● THINGS TO DO:
• A. In the book excerpt on worker-owned companies, since what year has the Appleton company been 100 percent employee-owned?
• B. Repeat the book excerpt on worker-owned companies word for word, everything from "The following is" down to "from different sectors.".
• C. Write what comes next in the book excerpt on worker-owned companies, picking up after its final sentence.

## BEGIN TEXT SHOWN

The following is an excerpt from from Gar Alperovitz’s What Then Must We Do? (Chelsea Green, 2013) and is reprinted with permission of the publisher. Learn more about the book here

By the way, and finally (for the moment), there are also many, many worker-owned companies structured in ways different from traditional co-ops—indeed, around eleven thousand of them, involving 10.3 million people, in virtually every sector, some very large and sophisticated.1 Technically, these companies are called ESOPs (employee stock ownership plans), and in fact three million more individuals are involved in worker-owned companies of this kind than are members of unions in the private sector.2

Here are some examples from different sectors.

The Appleton company is a large paper products manufacturer based in Appleton, Wisconsin. Formed in 1907, it employs around two thousand people and has been 100 percent employee-owned since 2001. In 2010 net sales were around $850 million. Appleton become employee-owned when the company was put up for sale by Arjo Wiggins Appleton, the multinational corporation that owned it—and the employees decided they had just as much right to buy it as anyone else.

W. L. Gore—the maker of Gore-Tex apparel—has been owned since 1974 by (currently more than ninety-five hundred) worker-owners in thirty countries across the world and has annual revenues of around $3 billion. It regularly ranks on Fortune’s Best Companies to Work For list.

## END TEXT SHOWN
## BEGIN RECORDS PROVIDED

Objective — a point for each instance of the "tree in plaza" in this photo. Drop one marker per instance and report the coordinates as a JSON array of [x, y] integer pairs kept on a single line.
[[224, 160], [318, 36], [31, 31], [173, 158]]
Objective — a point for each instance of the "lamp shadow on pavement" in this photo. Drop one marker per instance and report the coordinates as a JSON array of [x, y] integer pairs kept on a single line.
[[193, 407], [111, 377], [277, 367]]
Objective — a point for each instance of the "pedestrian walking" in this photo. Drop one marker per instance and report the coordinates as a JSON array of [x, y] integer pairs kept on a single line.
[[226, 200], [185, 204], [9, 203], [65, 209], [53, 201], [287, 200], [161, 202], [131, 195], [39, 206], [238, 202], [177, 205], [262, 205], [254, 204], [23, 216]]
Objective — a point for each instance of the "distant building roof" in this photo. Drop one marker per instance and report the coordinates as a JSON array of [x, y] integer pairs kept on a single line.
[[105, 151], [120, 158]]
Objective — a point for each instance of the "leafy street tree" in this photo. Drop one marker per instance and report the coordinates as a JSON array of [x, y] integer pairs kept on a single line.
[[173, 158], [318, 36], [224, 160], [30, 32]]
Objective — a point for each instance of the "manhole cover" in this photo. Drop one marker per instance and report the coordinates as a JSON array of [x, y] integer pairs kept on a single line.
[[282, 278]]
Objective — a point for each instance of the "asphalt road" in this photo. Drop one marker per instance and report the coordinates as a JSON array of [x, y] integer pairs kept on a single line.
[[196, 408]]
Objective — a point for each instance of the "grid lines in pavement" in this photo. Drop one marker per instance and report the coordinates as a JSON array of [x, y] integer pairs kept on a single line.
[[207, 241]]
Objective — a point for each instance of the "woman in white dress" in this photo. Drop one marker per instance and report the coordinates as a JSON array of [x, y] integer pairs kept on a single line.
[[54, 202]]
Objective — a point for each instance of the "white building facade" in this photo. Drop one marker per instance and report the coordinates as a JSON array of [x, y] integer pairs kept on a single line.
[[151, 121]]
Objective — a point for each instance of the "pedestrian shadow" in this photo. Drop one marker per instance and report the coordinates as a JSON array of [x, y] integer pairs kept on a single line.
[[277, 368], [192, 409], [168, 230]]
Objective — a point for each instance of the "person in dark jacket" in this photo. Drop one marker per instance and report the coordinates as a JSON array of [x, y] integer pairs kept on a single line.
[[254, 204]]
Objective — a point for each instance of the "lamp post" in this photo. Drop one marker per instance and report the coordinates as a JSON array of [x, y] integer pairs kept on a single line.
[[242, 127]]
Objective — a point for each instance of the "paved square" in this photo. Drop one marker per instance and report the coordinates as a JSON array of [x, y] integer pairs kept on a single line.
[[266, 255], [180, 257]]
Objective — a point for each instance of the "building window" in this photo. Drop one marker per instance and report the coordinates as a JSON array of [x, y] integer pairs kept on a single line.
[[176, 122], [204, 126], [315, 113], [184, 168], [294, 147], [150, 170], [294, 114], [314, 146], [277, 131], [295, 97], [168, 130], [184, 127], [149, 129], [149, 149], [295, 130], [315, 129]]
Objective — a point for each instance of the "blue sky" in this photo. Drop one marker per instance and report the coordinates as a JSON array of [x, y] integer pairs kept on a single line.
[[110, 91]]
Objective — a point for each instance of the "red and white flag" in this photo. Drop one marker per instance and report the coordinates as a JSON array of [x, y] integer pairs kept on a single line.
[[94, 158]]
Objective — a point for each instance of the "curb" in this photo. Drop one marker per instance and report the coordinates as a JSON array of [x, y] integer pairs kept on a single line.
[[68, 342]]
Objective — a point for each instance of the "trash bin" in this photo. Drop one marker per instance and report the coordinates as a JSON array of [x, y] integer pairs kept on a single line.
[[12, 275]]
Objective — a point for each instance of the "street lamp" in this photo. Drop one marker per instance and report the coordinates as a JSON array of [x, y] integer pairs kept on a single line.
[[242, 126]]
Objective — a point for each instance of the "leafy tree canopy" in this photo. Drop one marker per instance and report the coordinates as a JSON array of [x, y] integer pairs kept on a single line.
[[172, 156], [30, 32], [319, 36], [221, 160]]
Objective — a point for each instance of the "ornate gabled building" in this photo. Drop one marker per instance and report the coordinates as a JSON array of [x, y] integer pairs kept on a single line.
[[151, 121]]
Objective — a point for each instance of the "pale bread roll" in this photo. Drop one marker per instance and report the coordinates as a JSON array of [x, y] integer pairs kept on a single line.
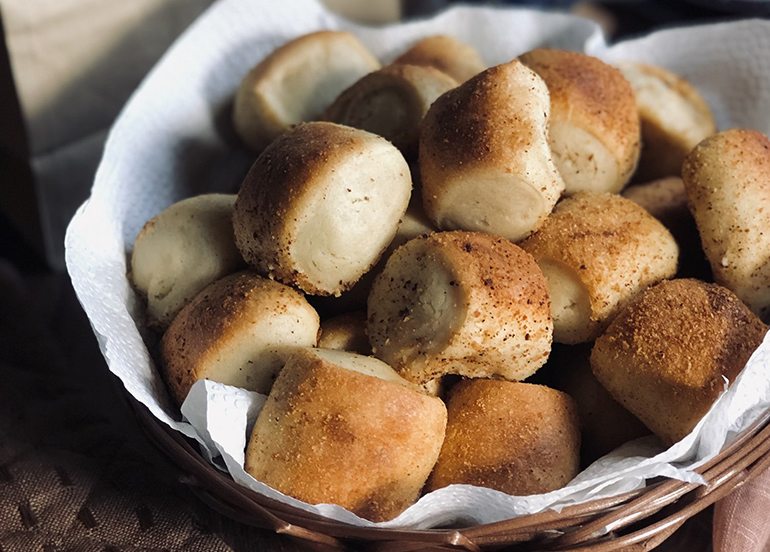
[[666, 200], [320, 205], [485, 162], [346, 429], [296, 83], [604, 423], [460, 303], [391, 102], [345, 332], [594, 125], [598, 250], [447, 54], [182, 250], [518, 438], [413, 223], [237, 331], [666, 356], [674, 118], [726, 177]]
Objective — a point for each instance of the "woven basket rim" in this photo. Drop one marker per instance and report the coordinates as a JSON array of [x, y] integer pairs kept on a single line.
[[647, 515]]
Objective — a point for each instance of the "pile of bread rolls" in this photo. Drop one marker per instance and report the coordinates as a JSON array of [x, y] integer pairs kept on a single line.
[[438, 275]]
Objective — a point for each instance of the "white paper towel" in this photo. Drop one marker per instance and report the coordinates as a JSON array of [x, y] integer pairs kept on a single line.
[[172, 140]]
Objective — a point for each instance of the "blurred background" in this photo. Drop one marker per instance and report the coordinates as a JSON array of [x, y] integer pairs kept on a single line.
[[76, 473]]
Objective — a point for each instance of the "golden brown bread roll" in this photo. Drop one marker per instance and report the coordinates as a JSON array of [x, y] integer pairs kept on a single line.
[[345, 429], [460, 303], [518, 438], [604, 423], [598, 250], [237, 331], [667, 354], [726, 177], [447, 54], [674, 118], [666, 200], [345, 332], [391, 102], [485, 162], [182, 250], [296, 83], [320, 205], [594, 125]]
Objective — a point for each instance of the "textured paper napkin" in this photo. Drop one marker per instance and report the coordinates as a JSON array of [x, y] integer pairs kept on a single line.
[[173, 140]]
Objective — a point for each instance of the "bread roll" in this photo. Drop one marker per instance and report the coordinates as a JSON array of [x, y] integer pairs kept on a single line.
[[345, 429], [666, 200], [594, 125], [667, 355], [598, 250], [182, 250], [485, 162], [726, 177], [346, 332], [320, 205], [237, 331], [296, 83], [391, 102], [673, 115], [457, 59], [604, 423], [460, 303], [517, 438]]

## END RECORDS PROVIDED

● RESPONSES:
• A. Since 2001.

• B.
The following is an excerpt from from Gar Alperovitz’s What Then Must We Do? (Chelsea Green, 2013) and is reprinted with permission of the publisher. Learn more about the book here

By the way, and finally (for the moment), there are also many, many worker-owned companies structured in ways different from traditional co-ops—indeed, around eleven thousand of them, involving 10.3 million people, in virtually every sector, some very large and sophisticated.1 Technically, these companies are called ESOPs (employee stock ownership plans), and in fact three million more individuals are involved in worker-owned companies of this kind than are members of unions in the private sector.2

Here are some examples from different sectors.

• C.
Although a majority of ESOP firms are small or medium in size, typically with one hundred to five hundred employees, some are a good deal larger. For instance, Hy-Vee, a midwestern supermarket chain with fifty-six thousand employees, 235 retail stores, and $7.6 billion in sales, is employee-owned through a profit-sharing program and is forty-eighth on Forbes’s list of the largest American private companies. Lifetouch, a company specializing in school pictures, has twenty-six thousand employee-owners working in all fifty states and over $1 billion in annual revenues.

The growth of ESOPs is a very American tale. It involves a corporate lawyer and banker named Louis Kelso who became convinced that some way to democratize ownership was important—and put his skills to work figuring out how to do it. It also involves the late senator Russell Long, the son of the radical 1930s populist governor and senator from Louisiana, Huey Long. (Long Junior happened to be chairman of the Senate Finance Committee, and he and Kelso worked out very significant tax incentives for businesses that sell their companies to employees.)

Historically, some folks—and some unions as well—haven’t always liked ESOPs, and for a couple of reasons. First, there have been some very highly publicized “bad apple” tales. This has created suspicion about all the apples even though the vast majority of ESOPs have a solid record of performance. Second, most ESOPs have not been set up to encourage democratic control. They have been structured so that a trust votes the shares owned by the workers; in these cases the employees still partake in the profits, but they don’t necessarily have a say in how the company is run. This framework arose in part because the original legislation reflected the concerns of bankers financing ESOPs, as well as some tactical fights in Congress—and this fact, too, has raised legitimate questions.

The bottom line is that in general most ESOPs work best in small- and medium-sized companies. Also, importantly, there has been a great deal of forward movement—and the possibility of much more forward movement—in connection with the democratic control issue.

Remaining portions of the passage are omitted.